** Start **
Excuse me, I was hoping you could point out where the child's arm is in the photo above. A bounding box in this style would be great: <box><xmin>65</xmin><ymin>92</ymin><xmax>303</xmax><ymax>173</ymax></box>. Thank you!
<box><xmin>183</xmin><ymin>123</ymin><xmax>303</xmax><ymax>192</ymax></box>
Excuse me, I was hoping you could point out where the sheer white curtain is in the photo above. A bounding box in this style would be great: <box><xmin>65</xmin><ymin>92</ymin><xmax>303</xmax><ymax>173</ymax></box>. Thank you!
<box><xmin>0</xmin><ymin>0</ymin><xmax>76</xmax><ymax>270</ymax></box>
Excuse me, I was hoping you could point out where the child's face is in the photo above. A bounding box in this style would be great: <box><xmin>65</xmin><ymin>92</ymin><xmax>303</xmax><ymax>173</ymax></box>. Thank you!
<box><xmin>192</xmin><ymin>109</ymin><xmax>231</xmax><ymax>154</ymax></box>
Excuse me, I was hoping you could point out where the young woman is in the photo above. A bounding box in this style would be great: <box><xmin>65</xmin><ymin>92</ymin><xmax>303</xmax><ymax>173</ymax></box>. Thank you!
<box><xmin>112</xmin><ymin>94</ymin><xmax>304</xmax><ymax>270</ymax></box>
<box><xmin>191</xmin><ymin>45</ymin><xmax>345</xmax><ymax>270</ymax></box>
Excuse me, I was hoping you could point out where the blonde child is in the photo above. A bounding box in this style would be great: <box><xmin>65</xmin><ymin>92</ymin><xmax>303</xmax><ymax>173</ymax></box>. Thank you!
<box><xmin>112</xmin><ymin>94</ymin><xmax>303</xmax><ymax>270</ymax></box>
** End **
* WHAT THIS TASK INVOLVES
Please copy out each line of the material above that contains the string "woman", treating uppercase and lowercase letters as different.

* ANSWER TO THE TASK
Excuse me, I was hoping you could point out where the young woman is in the photo above. A bounding box in this style would be great: <box><xmin>65</xmin><ymin>92</ymin><xmax>303</xmax><ymax>173</ymax></box>. Thank you!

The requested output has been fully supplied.